When you have gone through the records below, state only how many lines include the word "vegetation".

(Collected data entries)
□ □ □ □

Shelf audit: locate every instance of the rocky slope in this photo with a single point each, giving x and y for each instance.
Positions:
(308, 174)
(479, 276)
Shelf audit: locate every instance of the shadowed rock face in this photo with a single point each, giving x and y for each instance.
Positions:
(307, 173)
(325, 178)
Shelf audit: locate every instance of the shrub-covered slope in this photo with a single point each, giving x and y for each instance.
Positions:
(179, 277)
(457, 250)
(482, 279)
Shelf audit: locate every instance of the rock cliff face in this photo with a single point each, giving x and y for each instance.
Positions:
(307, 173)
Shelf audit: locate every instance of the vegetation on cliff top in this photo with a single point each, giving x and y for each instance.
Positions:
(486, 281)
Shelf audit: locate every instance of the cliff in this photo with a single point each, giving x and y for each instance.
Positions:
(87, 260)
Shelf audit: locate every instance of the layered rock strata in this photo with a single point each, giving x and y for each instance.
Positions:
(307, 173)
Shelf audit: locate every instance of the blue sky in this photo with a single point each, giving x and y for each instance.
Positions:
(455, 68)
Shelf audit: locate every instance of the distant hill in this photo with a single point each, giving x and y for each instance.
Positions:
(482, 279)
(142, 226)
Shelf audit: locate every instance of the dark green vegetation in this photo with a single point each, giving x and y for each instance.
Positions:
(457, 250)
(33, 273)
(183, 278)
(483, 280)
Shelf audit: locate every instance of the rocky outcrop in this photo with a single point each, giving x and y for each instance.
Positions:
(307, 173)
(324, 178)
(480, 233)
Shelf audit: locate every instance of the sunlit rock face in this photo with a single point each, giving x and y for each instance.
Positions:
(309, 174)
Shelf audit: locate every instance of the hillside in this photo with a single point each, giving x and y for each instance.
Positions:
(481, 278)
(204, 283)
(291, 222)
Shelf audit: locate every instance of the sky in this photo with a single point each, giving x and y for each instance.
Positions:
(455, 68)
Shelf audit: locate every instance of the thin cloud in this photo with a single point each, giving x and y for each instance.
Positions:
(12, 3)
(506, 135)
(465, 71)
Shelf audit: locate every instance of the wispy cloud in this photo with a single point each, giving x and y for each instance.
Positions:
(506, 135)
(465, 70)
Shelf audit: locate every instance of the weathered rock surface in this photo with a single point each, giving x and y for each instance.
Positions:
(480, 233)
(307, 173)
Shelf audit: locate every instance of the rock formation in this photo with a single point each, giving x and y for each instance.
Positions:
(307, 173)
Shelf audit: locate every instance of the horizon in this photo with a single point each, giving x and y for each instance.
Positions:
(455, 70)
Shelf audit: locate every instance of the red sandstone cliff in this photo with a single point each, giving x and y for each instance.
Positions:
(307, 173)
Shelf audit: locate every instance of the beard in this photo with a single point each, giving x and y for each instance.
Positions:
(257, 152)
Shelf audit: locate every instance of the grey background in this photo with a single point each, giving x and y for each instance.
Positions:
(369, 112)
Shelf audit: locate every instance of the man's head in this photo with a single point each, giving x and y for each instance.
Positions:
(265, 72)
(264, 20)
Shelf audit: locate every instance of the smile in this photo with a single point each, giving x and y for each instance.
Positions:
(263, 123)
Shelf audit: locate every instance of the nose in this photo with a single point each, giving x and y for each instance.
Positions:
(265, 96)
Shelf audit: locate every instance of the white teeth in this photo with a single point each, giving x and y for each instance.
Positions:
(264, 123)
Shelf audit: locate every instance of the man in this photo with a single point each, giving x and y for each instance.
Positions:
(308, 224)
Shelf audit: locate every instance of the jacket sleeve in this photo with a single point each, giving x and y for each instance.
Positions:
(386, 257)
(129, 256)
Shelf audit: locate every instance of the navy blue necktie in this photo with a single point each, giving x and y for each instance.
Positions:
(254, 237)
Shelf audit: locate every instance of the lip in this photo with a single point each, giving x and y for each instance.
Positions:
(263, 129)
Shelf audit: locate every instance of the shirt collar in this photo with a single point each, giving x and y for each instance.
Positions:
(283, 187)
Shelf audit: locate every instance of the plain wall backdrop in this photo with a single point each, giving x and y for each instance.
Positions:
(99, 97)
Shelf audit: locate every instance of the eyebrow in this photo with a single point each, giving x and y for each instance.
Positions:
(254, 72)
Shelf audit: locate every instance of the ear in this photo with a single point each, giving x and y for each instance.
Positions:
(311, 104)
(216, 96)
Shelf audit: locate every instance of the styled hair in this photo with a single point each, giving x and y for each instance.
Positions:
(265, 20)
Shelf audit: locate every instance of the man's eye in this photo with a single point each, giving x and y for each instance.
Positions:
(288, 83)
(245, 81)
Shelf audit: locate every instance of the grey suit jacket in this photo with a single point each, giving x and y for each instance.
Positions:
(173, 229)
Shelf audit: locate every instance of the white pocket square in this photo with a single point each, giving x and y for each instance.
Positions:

□ □ □ □

### [Answer section]
2